• TASK OBJECTIVE
Check each line of the entries. Copy the ones that contain the string "positive".
================
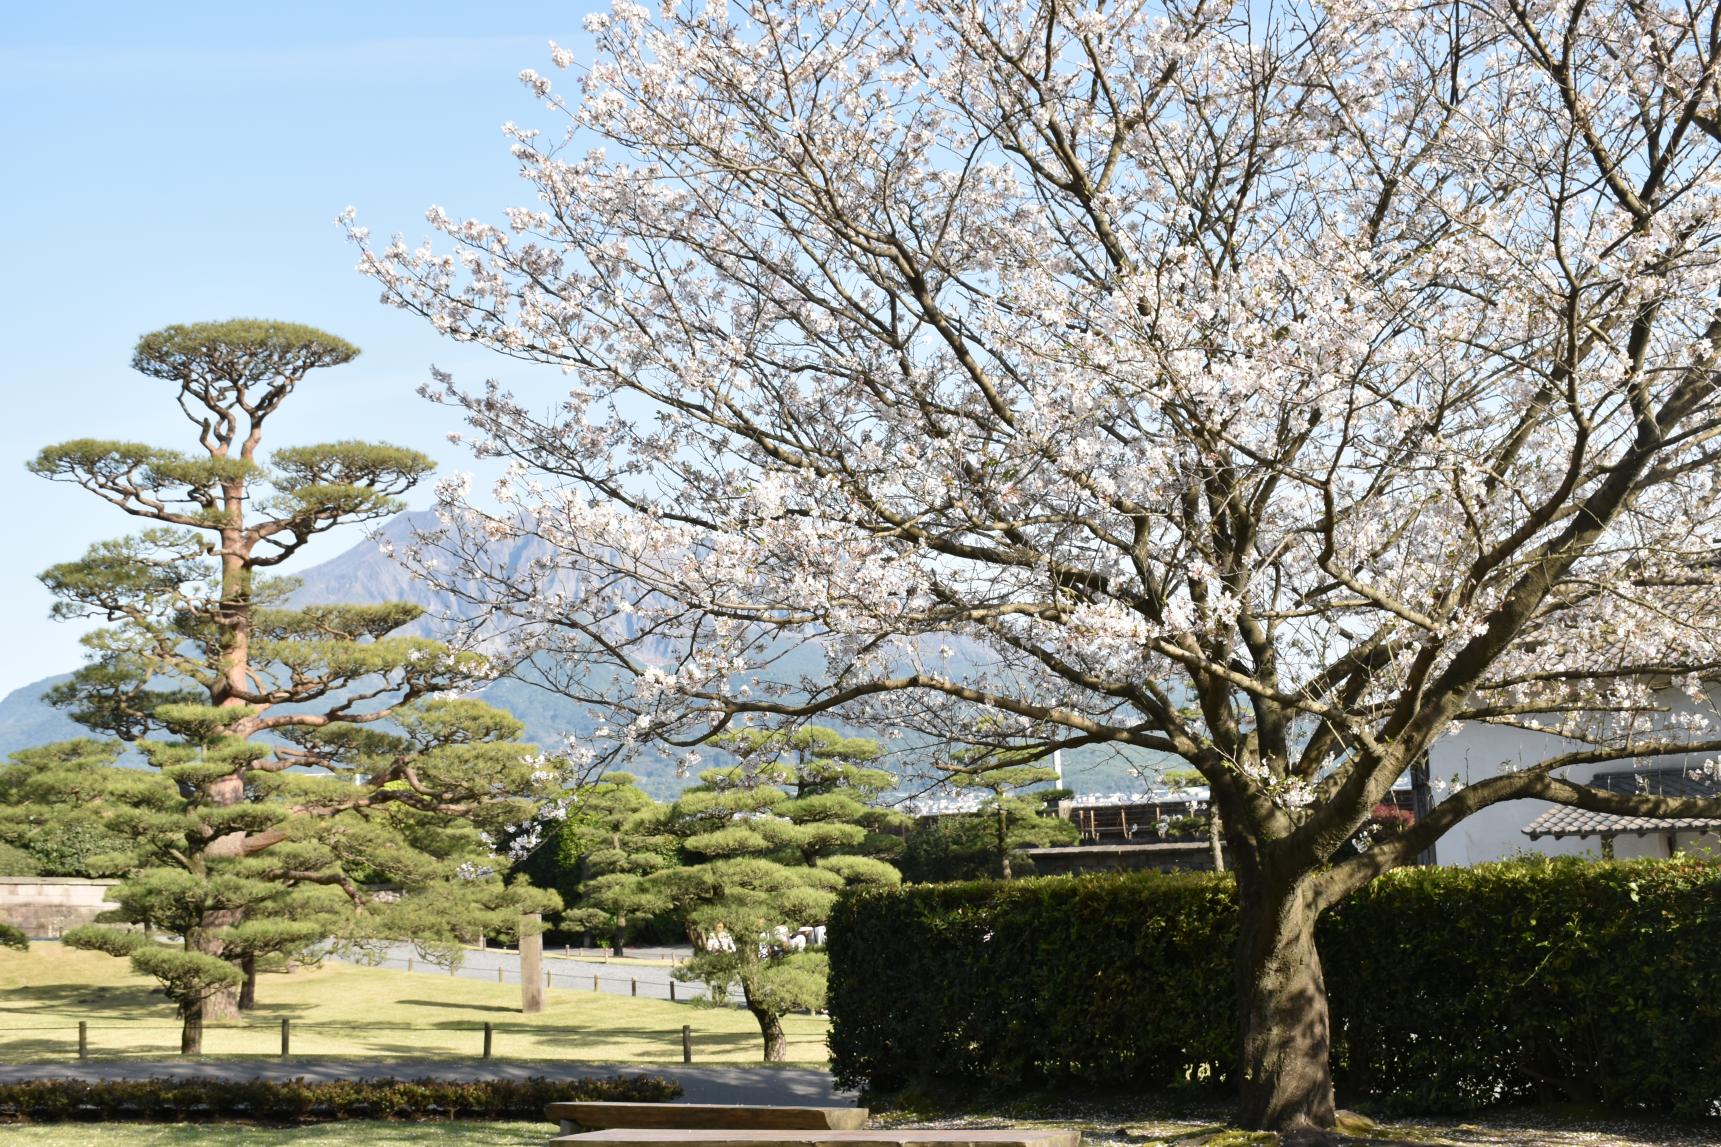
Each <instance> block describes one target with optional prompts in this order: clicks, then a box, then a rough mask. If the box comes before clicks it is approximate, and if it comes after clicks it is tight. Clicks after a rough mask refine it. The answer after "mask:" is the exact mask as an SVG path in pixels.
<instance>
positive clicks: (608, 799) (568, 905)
mask: <svg viewBox="0 0 1721 1147" xmlns="http://www.w3.org/2000/svg"><path fill="white" fill-rule="evenodd" d="M668 813H669V808H668V806H666V804H663V803H659V801H654V799H652V797H651V796H649V794H645V792H642V791H640V789H638V785H637V778H635V777H632V775H630V773H620V772H613V773H604V775H602V777H599V778H597V780H595V782H592V784H589V785H582V787H580V791H578V792H577V794H575V797H573V803H571V806H570V809H568V816H566V818H564V820H563V823H561V828H559V832H558V839H556V849H558V861H559V863H558V868H559V871H563V873H568V878H566V880H564V882H563V899H564V901H566V902H568V909H566V911H564V913H563V916H561V921H563V925H564V927H570V928H580V930H583V932H608V935H609V951H611V952H613V954H616V956H625V954H626V939H628V927H630V921H637V920H640V918H644V916H654V915H657V913H663V911H668V908H669V902H668V899H666V897H664V896H663V892H659V890H657V889H656V887H654V885H651V884H647V880H645V877H649V875H652V873H654V871H659V870H663V868H668V866H669V865H673V863H675V849H676V837H675V835H673V834H669V830H668V823H666V822H668Z"/></svg>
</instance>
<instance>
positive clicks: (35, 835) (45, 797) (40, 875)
mask: <svg viewBox="0 0 1721 1147" xmlns="http://www.w3.org/2000/svg"><path fill="white" fill-rule="evenodd" d="M122 749H124V746H122V744H120V742H117V741H96V739H89V737H86V739H79V741H62V742H59V744H46V746H34V747H29V749H19V751H17V753H14V754H12V756H10V760H9V761H5V763H0V853H3V856H0V863H9V865H10V868H0V875H7V877H112V875H117V873H122V871H126V868H127V866H129V863H131V856H133V851H134V844H136V840H134V837H133V835H131V834H129V830H127V828H126V827H124V825H119V823H115V822H114V820H112V816H110V813H112V808H114V803H119V804H127V806H133V808H139V809H145V808H150V806H151V804H155V806H160V804H169V803H172V801H174V799H176V796H177V794H174V792H172V787H170V785H167V782H165V780H163V778H162V777H160V775H153V773H145V772H138V770H134V768H115V761H117V760H119V754H120V751H122ZM7 856H15V858H17V859H12V861H5V858H7ZM14 868H15V870H14Z"/></svg>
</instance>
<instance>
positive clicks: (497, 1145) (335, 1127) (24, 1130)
mask: <svg viewBox="0 0 1721 1147" xmlns="http://www.w3.org/2000/svg"><path fill="white" fill-rule="evenodd" d="M547 1135H549V1125H547V1123H478V1121H472V1123H466V1121H463V1119H456V1121H453V1123H382V1121H377V1119H368V1121H360V1123H315V1125H310V1126H289V1128H268V1126H243V1128H241V1126H234V1125H231V1123H229V1125H210V1123H48V1125H38V1126H7V1128H0V1137H3V1138H5V1144H7V1147H14V1144H15V1145H17V1147H50V1145H52V1147H203V1145H205V1144H210V1142H217V1140H232V1138H241V1137H243V1138H244V1142H246V1147H277V1145H279V1147H287V1145H289V1144H291V1145H293V1147H299V1145H301V1144H315V1145H317V1147H408V1145H411V1147H422V1145H423V1144H435V1145H437V1147H527V1145H528V1144H530V1147H542V1145H544V1140H546V1137H547Z"/></svg>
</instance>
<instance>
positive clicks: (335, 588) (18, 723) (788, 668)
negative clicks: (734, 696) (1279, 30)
mask: <svg viewBox="0 0 1721 1147" xmlns="http://www.w3.org/2000/svg"><path fill="white" fill-rule="evenodd" d="M434 524H435V515H434V513H430V511H427V510H425V511H415V513H401V515H396V517H394V518H389V522H386V524H384V525H382V529H380V530H379V532H380V536H382V537H384V539H387V541H389V542H392V544H394V546H404V544H406V542H408V541H410V539H411V534H413V530H415V529H423V527H430V525H434ZM539 546H542V542H537V541H534V539H528V541H523V542H518V544H516V546H515V548H513V549H511V551H508V553H506V555H499V558H501V560H504V561H506V563H508V565H509V567H513V565H521V563H525V561H530V560H532V558H534V556H535V553H537V548H539ZM296 577H298V580H299V587H298V589H296V591H294V594H293V598H291V601H293V603H294V605H317V603H334V601H349V603H373V601H411V603H415V605H420V606H423V608H425V611H427V613H425V617H423V618H420V620H418V622H416V623H415V625H413V627H411V629H413V630H416V632H420V634H434V632H435V625H437V620H435V618H444V617H461V615H463V610H461V603H458V601H454V599H453V598H449V596H447V594H444V592H441V591H437V589H434V587H430V586H427V584H425V582H422V580H418V579H415V577H413V575H411V573H410V572H408V570H406V568H404V567H403V565H401V563H399V561H396V560H394V558H391V556H389V555H387V553H384V551H382V548H380V546H379V544H377V542H373V541H368V539H367V541H361V542H360V544H356V546H353V548H351V549H346V551H344V553H341V555H336V556H334V558H330V560H329V561H324V563H320V565H315V567H310V568H306V570H303V572H301V573H298V575H296ZM564 589H570V591H571V589H575V586H566V587H564ZM821 661H823V658H819V656H817V653H816V651H814V649H807V651H795V654H792V660H790V663H788V665H785V667H781V668H785V670H788V672H804V673H817V672H819V670H821V668H823V665H821ZM67 677H69V675H67V673H60V675H57V677H46V679H43V680H38V682H33V684H29V685H24V687H21V689H14V691H12V692H10V694H7V696H5V698H3V699H0V756H5V754H10V753H15V751H17V749H24V747H29V746H36V744H48V742H52V741H67V739H71V737H81V735H89V734H88V730H84V729H83V727H81V725H77V723H76V722H72V720H71V718H69V716H67V715H65V713H64V711H60V710H55V708H52V706H48V704H46V703H45V701H43V694H45V692H46V691H48V689H50V687H53V685H55V684H57V682H62V680H65V679H67ZM477 696H480V698H484V699H485V701H489V703H490V704H494V706H497V708H503V710H508V711H509V713H513V715H515V716H516V718H518V720H520V722H521V723H525V727H527V739H528V741H534V742H537V744H540V746H546V747H554V746H559V744H561V742H563V737H564V735H568V734H573V735H577V737H578V735H583V734H589V732H590V730H592V718H590V716H589V715H587V713H585V711H583V710H582V708H580V706H578V704H575V703H571V701H568V699H566V698H563V696H559V694H554V692H549V691H544V689H539V687H537V685H530V684H527V682H521V680H511V679H503V680H496V682H490V684H489V685H485V687H484V689H482V691H480V692H478V694H477ZM1153 763H1155V754H1151V753H1143V751H1120V749H1108V747H1088V749H1077V751H1074V753H1067V754H1064V777H1065V784H1067V785H1069V787H1072V789H1077V791H1079V792H1132V791H1139V789H1141V787H1143V782H1141V780H1139V778H1138V777H1136V775H1134V772H1132V770H1143V768H1151V766H1153ZM628 770H630V772H633V773H635V775H638V778H640V787H642V789H645V791H647V792H651V794H652V796H656V797H673V796H675V794H676V792H680V791H682V789H683V787H685V785H687V784H688V782H690V778H683V777H676V775H675V760H673V758H671V756H669V754H666V753H647V754H642V756H640V758H638V760H635V761H632V763H630V765H628Z"/></svg>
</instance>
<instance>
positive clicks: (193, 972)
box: [62, 925, 241, 1056]
mask: <svg viewBox="0 0 1721 1147" xmlns="http://www.w3.org/2000/svg"><path fill="white" fill-rule="evenodd" d="M62 940H64V942H65V944H67V946H69V947H81V949H88V951H95V952H107V954H108V956H129V958H131V966H133V970H134V971H138V973H141V975H146V977H155V978H157V980H158V982H160V983H162V992H163V994H165V995H167V999H170V1001H172V1002H174V1007H176V1009H177V1011H179V1020H181V1032H179V1054H181V1056H201V1054H203V1018H205V1016H203V1013H205V1009H207V1007H208V1002H210V1001H212V999H215V997H219V995H222V994H225V992H231V990H232V989H236V987H239V980H241V975H239V970H237V968H234V966H232V964H231V963H227V961H225V959H219V958H215V956H205V954H203V952H189V951H176V949H170V947H162V946H160V944H157V942H155V940H151V939H150V937H146V935H145V933H141V932H120V930H119V928H103V927H100V925H83V927H79V928H72V930H71V932H67V933H65V935H64V937H62Z"/></svg>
================
• SOLUTION TO THE EXERCISE
positive clicks: (608, 799) (568, 905)
positive clicks: (35, 835) (45, 797) (40, 875)
positive clicks: (497, 1145) (335, 1127) (24, 1130)
positive clicks: (335, 588) (18, 723) (788, 668)
positive clicks: (193, 972)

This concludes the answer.